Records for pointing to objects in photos
# # # # # # #

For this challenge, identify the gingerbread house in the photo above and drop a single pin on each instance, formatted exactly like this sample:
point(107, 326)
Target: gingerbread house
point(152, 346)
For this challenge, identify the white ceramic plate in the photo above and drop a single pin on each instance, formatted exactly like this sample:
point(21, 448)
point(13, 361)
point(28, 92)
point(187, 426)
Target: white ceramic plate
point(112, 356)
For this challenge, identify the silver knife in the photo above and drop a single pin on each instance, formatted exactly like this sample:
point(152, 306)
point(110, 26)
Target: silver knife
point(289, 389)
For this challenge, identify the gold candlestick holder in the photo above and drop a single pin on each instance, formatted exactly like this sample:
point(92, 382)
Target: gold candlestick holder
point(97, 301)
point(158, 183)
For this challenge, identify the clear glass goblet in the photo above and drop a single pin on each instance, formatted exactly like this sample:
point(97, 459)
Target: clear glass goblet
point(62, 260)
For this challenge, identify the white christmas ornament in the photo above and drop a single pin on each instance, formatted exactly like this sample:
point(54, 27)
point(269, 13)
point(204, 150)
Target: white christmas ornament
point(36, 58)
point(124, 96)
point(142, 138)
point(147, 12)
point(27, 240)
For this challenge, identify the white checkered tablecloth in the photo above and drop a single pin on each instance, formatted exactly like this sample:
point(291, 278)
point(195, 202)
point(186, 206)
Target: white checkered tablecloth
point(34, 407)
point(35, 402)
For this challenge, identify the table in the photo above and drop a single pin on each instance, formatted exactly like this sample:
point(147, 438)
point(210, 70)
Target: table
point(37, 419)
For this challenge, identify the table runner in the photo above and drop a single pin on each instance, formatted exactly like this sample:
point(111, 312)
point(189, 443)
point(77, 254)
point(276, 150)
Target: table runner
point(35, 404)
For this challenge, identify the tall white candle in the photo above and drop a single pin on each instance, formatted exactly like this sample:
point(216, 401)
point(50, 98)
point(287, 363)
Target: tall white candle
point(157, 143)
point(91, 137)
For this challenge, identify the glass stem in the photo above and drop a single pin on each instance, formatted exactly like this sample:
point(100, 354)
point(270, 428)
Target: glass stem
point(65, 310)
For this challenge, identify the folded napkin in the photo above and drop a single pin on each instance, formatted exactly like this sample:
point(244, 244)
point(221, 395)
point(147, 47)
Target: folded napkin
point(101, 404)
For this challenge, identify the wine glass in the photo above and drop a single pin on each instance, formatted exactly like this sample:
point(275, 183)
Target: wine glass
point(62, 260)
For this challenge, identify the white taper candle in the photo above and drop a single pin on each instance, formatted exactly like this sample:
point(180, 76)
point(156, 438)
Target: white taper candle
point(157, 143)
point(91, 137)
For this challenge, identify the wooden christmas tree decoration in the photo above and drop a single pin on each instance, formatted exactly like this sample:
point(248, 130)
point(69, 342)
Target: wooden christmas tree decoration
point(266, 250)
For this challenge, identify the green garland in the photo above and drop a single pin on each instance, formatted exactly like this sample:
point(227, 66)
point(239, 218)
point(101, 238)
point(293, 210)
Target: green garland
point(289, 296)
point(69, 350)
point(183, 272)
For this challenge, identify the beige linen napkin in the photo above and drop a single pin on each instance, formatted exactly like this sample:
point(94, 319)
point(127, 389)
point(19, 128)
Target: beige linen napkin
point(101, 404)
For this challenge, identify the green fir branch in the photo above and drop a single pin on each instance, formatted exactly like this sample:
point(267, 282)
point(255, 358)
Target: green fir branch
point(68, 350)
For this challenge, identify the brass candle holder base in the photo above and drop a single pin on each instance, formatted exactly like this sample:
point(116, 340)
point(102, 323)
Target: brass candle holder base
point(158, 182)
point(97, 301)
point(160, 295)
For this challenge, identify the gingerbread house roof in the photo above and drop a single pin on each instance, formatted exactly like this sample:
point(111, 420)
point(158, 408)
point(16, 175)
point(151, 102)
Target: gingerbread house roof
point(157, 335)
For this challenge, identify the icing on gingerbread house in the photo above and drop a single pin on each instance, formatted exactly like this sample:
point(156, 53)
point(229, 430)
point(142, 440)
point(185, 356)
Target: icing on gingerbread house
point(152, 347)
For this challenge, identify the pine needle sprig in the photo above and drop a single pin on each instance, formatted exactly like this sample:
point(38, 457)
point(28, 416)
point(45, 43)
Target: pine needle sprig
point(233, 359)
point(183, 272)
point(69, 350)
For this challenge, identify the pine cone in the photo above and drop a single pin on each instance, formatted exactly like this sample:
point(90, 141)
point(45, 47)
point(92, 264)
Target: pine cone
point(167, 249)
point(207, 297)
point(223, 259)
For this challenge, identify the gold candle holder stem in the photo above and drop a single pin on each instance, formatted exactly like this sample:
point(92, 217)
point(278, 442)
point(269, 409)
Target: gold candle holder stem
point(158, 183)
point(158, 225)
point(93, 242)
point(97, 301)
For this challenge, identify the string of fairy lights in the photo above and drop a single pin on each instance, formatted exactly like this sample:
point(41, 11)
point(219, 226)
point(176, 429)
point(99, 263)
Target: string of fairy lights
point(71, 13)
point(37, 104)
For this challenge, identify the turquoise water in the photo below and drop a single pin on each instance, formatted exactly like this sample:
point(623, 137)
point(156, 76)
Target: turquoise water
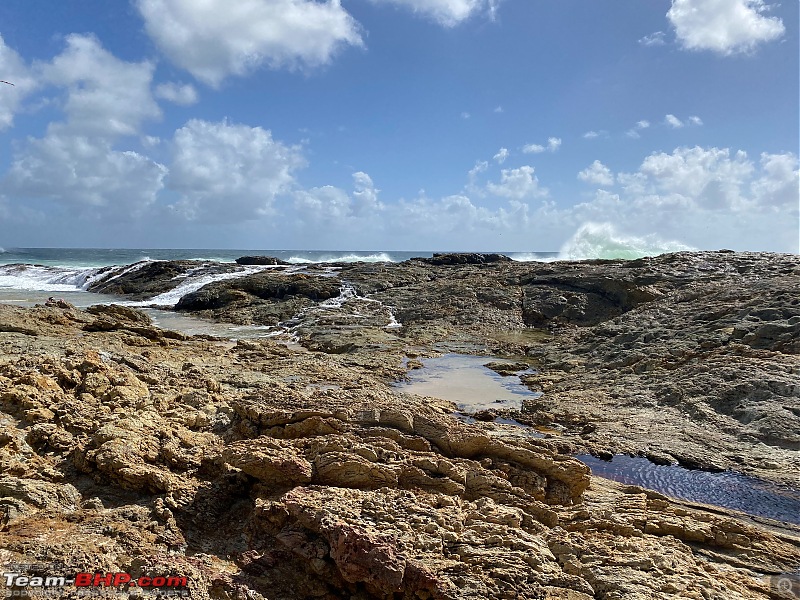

# # # # # # #

• Stated goal
Return all of the records above word for word, but leave out the pictures.

• Solution for this task
For this challenge, identify the gingerbread house in the photo above and drop a single pin on each instance, formatted exactly like this sample:
point(107, 326)
Target: gingerbread house
point(152, 346)
For this challenge, identify the white ceramic plate in the photo above and drop a single pin on each instance, formatted exactly like this sample:
point(21, 448)
point(13, 361)
point(28, 92)
point(187, 426)
Target: white ceramic plate
point(112, 356)
For this challenge, identify the silver knife in the photo above and drop a single pin on each instance, formatted exactly like this sample:
point(152, 306)
point(110, 26)
Target: silver knife
point(289, 389)
For this challenge, identify the gold candlestick holder in the photo above and drop a single pin on each instance, formatted exactly like this sample:
point(92, 382)
Target: gold candlestick holder
point(97, 301)
point(158, 183)
For this challenge, identify the clear glass goblet in the photo above and drop a single pin on each instance, formatted exactly like this sample:
point(97, 459)
Target: clear glass goblet
point(62, 260)
For this challenge, identify the white christmas ornament in the photo above and drop a single pin on each instance, formatted exactly like this sample:
point(54, 27)
point(269, 13)
point(204, 150)
Target: white christmas ornament
point(36, 58)
point(124, 96)
point(142, 138)
point(147, 12)
point(27, 240)
For this challenge, identify the white checkered tablecloth in the photo above and drop a single pin on each instance, formatted exactly like this sample:
point(291, 278)
point(195, 202)
point(186, 206)
Target: white checkered tablecloth
point(34, 407)
point(35, 402)
For this challenge, identify the table in the photo above and drop a single pin on each instance, formatted exactly like this sample:
point(147, 438)
point(210, 70)
Target: table
point(37, 419)
For this challenge, identify the table runner in the photo above and drop a single pin on each instance, formatted exactly like this sample:
point(111, 312)
point(189, 443)
point(77, 254)
point(276, 150)
Target: table runner
point(35, 404)
For this challenge, identify the tall white candle in the photo above and drop a single pin on each instance, formatted exactly like this sample:
point(216, 401)
point(50, 98)
point(287, 363)
Target: tall white candle
point(157, 143)
point(91, 137)
For this challenge, identify the glass stem in the photo above and drop a single pin on each instance, formatted exactly like this sample:
point(100, 354)
point(270, 428)
Target: glass stem
point(65, 310)
For this challenge, identify the folded napkin in the photo above and drop a single pin on each instance, formatted exactly like this sample:
point(244, 244)
point(221, 395)
point(147, 47)
Target: folded napkin
point(101, 404)
For this challenge, identify the wine glass in the photo above and drop a single pin on each instance, formatted exactly like this sample:
point(275, 183)
Target: wine glass
point(62, 260)
For this challenge, identify the white taper candle in the photo above and drop a single pin on each instance, formatted exactly like this sample:
point(180, 76)
point(156, 438)
Target: white taper candle
point(157, 143)
point(91, 137)
For this challenge, identify the wooden christmas tree decoration in the photo above and drop a single pin on each instance, formatted exactly like this sample:
point(248, 130)
point(69, 342)
Target: wooden christmas tree decoration
point(266, 250)
For this challenge, identify the green garland in the photo above and drop a single pin on each instance, formatted exactly like this sample:
point(227, 66)
point(239, 218)
point(101, 238)
point(293, 210)
Target: green garland
point(289, 296)
point(69, 350)
point(183, 272)
For this challenge, identify the beige linen napkin in the photo above and drop a single pin on each instance, formatted exactly like this sample:
point(94, 319)
point(127, 389)
point(19, 128)
Target: beige linen napkin
point(101, 404)
For this challenge, identify the green fir branch in the photo above and drop a single pin on each instance, formatted exactly like this sample:
point(267, 282)
point(255, 358)
Target: green fir branch
point(68, 350)
For this challenge, identify the brass candle holder base in the photo above and drop a single pin on each instance, formatted exactly like this sample:
point(116, 340)
point(102, 323)
Target: brass candle holder base
point(158, 182)
point(97, 301)
point(160, 295)
For this challenge, identify the gingerbread house roof in the photo above and drop a single pin on each instance, formatted exactly like this sample:
point(111, 420)
point(158, 408)
point(16, 175)
point(151, 102)
Target: gingerbread house roof
point(157, 335)
For this challenge, identify the icing on gingerbread house in the photo above and drop a single pin on each instance, formatted exactly like this sample:
point(156, 53)
point(229, 430)
point(142, 440)
point(185, 356)
Target: icing on gingerbread house
point(152, 347)
For this challenge, identify the pine needle sprig in the photo above and drop a single pin on each instance, formatted exactly like this sample:
point(38, 457)
point(28, 416)
point(45, 43)
Target: pine needle sprig
point(233, 359)
point(183, 272)
point(69, 350)
For this challenge, identify the pine cone in the photo above and drop a single pin on each instance, formatted exactly like this sample:
point(90, 141)
point(45, 47)
point(92, 264)
Target: pine cone
point(167, 249)
point(207, 297)
point(223, 259)
For this challenge, identify the gold candle holder stem in the photo above and drop a single pin on each instance, formatted exactly like this sample:
point(92, 217)
point(278, 442)
point(269, 409)
Target: gold candle holder stem
point(158, 183)
point(158, 225)
point(93, 242)
point(97, 301)
For this challenge, identify the string of fairy lights in the photo above and drop a single pin on each instance, formatted exactly like this sample:
point(41, 11)
point(219, 226)
point(176, 429)
point(99, 263)
Target: string of fairy lights
point(71, 13)
point(37, 104)
For this challenge, identify the turquoise water in the photo below and drop a single pin on each instance, formatted exactly like this sample:
point(623, 137)
point(156, 76)
Target: turquoise water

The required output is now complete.